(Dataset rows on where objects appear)
"""
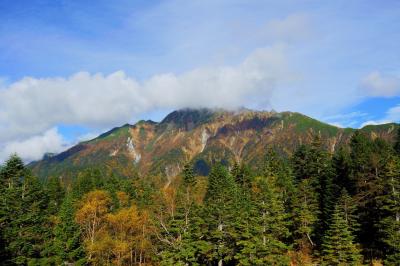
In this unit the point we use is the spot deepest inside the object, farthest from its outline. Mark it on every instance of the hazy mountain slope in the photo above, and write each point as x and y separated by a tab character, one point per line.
202	136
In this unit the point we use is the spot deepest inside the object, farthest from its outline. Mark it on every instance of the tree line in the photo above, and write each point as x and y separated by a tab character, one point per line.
314	208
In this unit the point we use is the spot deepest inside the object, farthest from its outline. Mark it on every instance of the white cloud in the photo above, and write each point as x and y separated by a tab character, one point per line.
377	85
34	147
32	106
392	115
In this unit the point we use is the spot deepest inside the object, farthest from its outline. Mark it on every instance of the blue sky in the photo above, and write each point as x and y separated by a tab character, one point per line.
72	69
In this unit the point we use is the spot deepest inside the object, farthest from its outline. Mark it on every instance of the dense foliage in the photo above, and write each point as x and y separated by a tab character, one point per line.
315	208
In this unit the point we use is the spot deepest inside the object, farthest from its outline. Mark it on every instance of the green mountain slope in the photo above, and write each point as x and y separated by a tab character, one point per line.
202	136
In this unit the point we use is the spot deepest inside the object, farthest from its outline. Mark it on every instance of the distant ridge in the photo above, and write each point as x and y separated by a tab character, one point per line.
"""
**Stated goal**
All of the material above is to be copied exactly, except for its images.

**Result of the exercise**
In this unit the point we use is the spot deepest inside the object, farthest from its outline. Mark it on every instance of the hazy mountain slope in the photo above, and write each point as x and y separated by a tab character, one point per line.
202	136
In this unit the point we use is the spot deepest inside the object, farthest from its outline. Mark it on every instance of the tree line in the photo above, and write each point as x and y separated by a tab character, one point per line.
314	208
In this unit the point we use is the spot deepest inside the object, farthest from its outline. Mark it on every instance of the white cloud in the photo above, and write each point as x and y separated by a tab character, one point per line.
377	85
34	147
32	106
392	115
In this unit the point we use is the spot deepest inside the object, farthest from its outline. Mark it on every instance of the blue sky in the photo above, and write each point as x and y separated by a tab character, one point per line.
72	69
In this unit the point we use is the spot deepest inside the object, farthest from its outline. Mark it on every instance of the dense foliage in the photo above, and write each point as x and y separated by a tab character, one point per line.
315	208
In this unit the point we use is the spot deepest inside the object, farthest from its outline. Mark it on every instance of the green mountain slope in the photo above, and write each point as x and y separated by a tab character, one point per line.
202	136
In this unit the point we use is the spot deepest inside the object, farthest from its outline. Mark it on every instance of the distant ridge in the photo above, and write each point as x and y separated by a tab character, one point per line.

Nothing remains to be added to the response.